Material supplied: Begin

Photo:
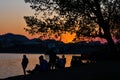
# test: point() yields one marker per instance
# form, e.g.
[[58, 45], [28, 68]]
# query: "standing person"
[[64, 61], [43, 64], [24, 63], [52, 58]]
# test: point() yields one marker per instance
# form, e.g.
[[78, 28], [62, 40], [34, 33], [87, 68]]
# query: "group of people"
[[55, 62]]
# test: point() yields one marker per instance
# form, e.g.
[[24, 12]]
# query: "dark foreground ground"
[[103, 70]]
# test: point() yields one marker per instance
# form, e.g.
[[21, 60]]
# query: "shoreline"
[[102, 70]]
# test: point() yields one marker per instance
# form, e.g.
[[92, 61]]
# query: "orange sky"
[[12, 21], [11, 17]]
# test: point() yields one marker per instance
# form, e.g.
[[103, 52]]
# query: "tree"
[[83, 15]]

Material supplied: End

Your answer must be the lines from the one that contains "[[78, 28], [62, 40], [34, 33], [87, 68]]" through the last line of the entries above, copied exactly, with no other lines.

Output for this task >>
[[78, 28], [62, 40], [34, 33], [87, 68]]
# query: "group of people"
[[55, 62]]
# test: point() yields one marker per instance
# form, e.g.
[[24, 12]]
# query: "dark foreground ground"
[[103, 70]]
# test: point() yields one marker per instance
# form, e.g.
[[21, 60]]
# query: "shoreline"
[[102, 70]]
# test: point() yields one marker per instance
# form, e.g.
[[92, 61]]
# query: "orange sky"
[[12, 21], [11, 17]]
# test: point() yields one marker per instance
# form, e.g.
[[103, 52]]
# query: "tree"
[[83, 15]]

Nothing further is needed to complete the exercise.